▸ Ziel
Geben Sie wortgetreu den Abschnitt wieder, der mit dem Beginn der Zeilen einsetzt und mit der Zeile schließt, die „296), (318, 296)]]“ enthält. Beide Enden sind eingeschlossen.

▸ Zu verwendende Zeilen
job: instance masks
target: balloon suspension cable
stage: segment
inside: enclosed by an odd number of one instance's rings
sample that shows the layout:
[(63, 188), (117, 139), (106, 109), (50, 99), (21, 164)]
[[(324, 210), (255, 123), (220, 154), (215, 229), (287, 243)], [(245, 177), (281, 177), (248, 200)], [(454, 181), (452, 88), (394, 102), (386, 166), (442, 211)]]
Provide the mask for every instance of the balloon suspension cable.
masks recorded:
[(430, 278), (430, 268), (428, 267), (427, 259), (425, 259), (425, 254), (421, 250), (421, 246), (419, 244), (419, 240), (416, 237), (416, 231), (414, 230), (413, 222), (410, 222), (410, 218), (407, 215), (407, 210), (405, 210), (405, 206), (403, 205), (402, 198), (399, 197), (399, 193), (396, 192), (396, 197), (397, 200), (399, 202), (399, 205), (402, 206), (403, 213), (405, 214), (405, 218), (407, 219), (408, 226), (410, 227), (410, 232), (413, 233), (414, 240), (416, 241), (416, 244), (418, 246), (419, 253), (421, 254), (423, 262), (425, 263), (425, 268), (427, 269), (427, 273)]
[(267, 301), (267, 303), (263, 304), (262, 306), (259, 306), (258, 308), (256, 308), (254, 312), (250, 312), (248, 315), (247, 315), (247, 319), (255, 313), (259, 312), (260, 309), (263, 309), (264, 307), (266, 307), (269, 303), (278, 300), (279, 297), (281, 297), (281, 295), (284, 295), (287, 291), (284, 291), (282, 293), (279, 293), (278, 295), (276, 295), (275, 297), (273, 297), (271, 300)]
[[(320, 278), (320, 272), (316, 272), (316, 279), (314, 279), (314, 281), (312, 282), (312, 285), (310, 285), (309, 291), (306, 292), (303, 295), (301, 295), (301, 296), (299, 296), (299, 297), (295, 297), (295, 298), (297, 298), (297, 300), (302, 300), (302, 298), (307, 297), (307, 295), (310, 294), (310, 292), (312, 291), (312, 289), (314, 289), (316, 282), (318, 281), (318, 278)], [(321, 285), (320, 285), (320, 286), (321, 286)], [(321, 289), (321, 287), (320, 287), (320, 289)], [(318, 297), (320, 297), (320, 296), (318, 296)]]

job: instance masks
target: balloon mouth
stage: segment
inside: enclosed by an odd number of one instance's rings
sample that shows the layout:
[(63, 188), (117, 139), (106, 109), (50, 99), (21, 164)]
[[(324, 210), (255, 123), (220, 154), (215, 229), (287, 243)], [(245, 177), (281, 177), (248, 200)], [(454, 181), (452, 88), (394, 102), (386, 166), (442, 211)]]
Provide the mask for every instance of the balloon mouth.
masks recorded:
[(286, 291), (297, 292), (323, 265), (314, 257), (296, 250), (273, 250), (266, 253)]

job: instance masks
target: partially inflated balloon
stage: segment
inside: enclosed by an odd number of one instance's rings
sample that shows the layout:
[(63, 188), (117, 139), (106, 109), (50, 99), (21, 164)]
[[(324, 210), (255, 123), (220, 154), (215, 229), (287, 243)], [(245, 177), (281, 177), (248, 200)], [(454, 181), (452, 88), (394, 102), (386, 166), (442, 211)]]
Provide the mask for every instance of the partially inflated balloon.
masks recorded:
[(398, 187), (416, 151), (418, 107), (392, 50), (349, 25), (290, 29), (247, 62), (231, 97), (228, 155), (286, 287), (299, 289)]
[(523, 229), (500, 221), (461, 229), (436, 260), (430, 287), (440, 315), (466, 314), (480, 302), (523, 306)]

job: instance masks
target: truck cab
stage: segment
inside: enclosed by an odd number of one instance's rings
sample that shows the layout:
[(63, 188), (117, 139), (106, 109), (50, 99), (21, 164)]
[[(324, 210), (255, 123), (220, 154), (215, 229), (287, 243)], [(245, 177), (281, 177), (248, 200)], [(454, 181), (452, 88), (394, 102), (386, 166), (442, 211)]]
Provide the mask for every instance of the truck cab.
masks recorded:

▸ Gelöste Aufgabe
job: instance masks
target: balloon suspension cable
stage: segment
inside: enclosed by an odd number of one instance's rings
sample that shows the layout:
[(63, 188), (117, 139), (106, 109), (50, 99), (21, 164)]
[[(324, 210), (255, 123), (220, 154), (215, 229), (287, 243)], [(245, 177), (281, 177), (248, 200)], [(454, 181), (452, 88), (394, 102), (386, 166), (442, 211)]]
Provide the mask for every instance of the balloon suspension cable.
masks recorded:
[(430, 278), (430, 268), (428, 267), (427, 259), (425, 259), (425, 254), (421, 250), (421, 246), (419, 244), (419, 240), (416, 237), (416, 231), (414, 230), (413, 222), (410, 222), (410, 218), (407, 215), (407, 210), (405, 210), (405, 206), (403, 205), (402, 198), (399, 197), (399, 193), (396, 192), (396, 197), (397, 200), (399, 202), (399, 205), (402, 206), (403, 213), (405, 214), (405, 218), (407, 219), (408, 226), (410, 227), (410, 232), (413, 233), (414, 240), (416, 241), (416, 244), (418, 246), (419, 253), (421, 254), (423, 262), (425, 263), (425, 268), (427, 269), (427, 273)]
[(267, 301), (267, 303), (263, 304), (262, 306), (259, 306), (258, 308), (256, 308), (254, 312), (250, 312), (248, 315), (247, 315), (247, 319), (255, 313), (259, 312), (260, 309), (263, 309), (264, 307), (266, 307), (269, 303), (278, 300), (279, 297), (281, 297), (281, 295), (284, 295), (287, 291), (284, 291), (282, 293), (279, 293), (278, 295), (276, 295), (275, 297), (273, 297), (271, 300)]
[[(320, 278), (320, 272), (316, 272), (316, 279), (314, 279), (314, 281), (312, 282), (312, 285), (310, 285), (309, 291), (306, 292), (303, 295), (301, 295), (301, 296), (299, 296), (299, 297), (295, 297), (295, 298), (297, 298), (297, 300), (302, 300), (302, 298), (307, 297), (307, 295), (310, 294), (310, 292), (312, 291), (312, 289), (314, 289), (316, 282), (318, 281), (318, 278)], [(321, 285), (320, 285), (320, 286), (321, 286)], [(321, 289), (321, 287), (320, 287), (320, 289)], [(318, 297), (320, 297), (320, 296), (318, 296)]]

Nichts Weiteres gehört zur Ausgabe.